Exercise:
Rewrite the items below, starting at the very beginning and ending at the line containing "hole rule even-odd", with "boundary" replaced by "edge" and everything else unchanged. Omit the pictures from the output.

** START OF Data for this task **

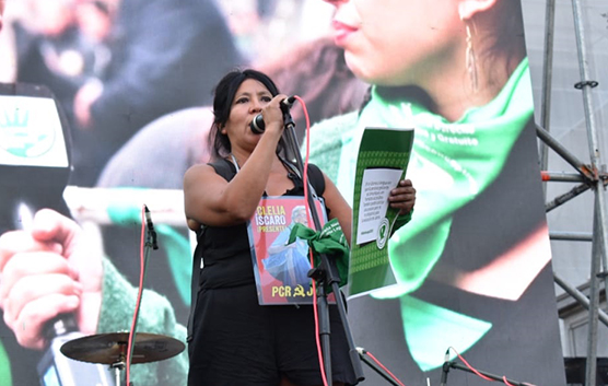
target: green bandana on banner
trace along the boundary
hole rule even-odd
[[[406,226],[395,232],[388,243],[390,266],[397,283],[372,292],[372,296],[399,299],[407,344],[422,371],[443,364],[443,355],[436,353],[444,353],[449,346],[465,352],[492,327],[488,321],[408,294],[423,284],[442,256],[455,212],[472,201],[501,173],[533,113],[526,58],[493,101],[467,110],[455,122],[405,97],[400,102],[385,101],[377,89],[373,89],[372,100],[362,110],[356,128],[340,131],[337,186],[350,201],[356,163],[353,154],[358,153],[363,130],[366,127],[416,129],[407,174],[417,189],[416,214]],[[324,131],[324,136],[329,132]],[[334,144],[331,139],[321,141]],[[314,162],[324,167],[320,159],[323,154]],[[442,336],[442,331],[446,330],[451,331],[449,337]],[[429,340],[429,337],[442,338]]]
[[[388,244],[398,293],[386,295],[395,297],[423,283],[443,253],[454,213],[496,178],[533,116],[534,105],[527,59],[493,101],[467,110],[455,122],[417,104],[386,102],[376,91],[360,116],[354,137],[343,139],[338,188],[352,199],[356,162],[352,154],[356,154],[365,127],[416,128],[408,166],[418,196],[416,215]]]
[[[349,276],[350,249],[347,237],[337,219],[327,222],[320,232],[316,232],[303,224],[296,223],[291,230],[288,244],[295,243],[295,237],[306,239],[313,250],[315,267],[320,264],[320,254],[327,255],[336,262],[340,276],[340,286],[347,284]]]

** END OF Data for this task **

Finished answer:
target: green bandana on banner
trace along the edge
hole rule even-odd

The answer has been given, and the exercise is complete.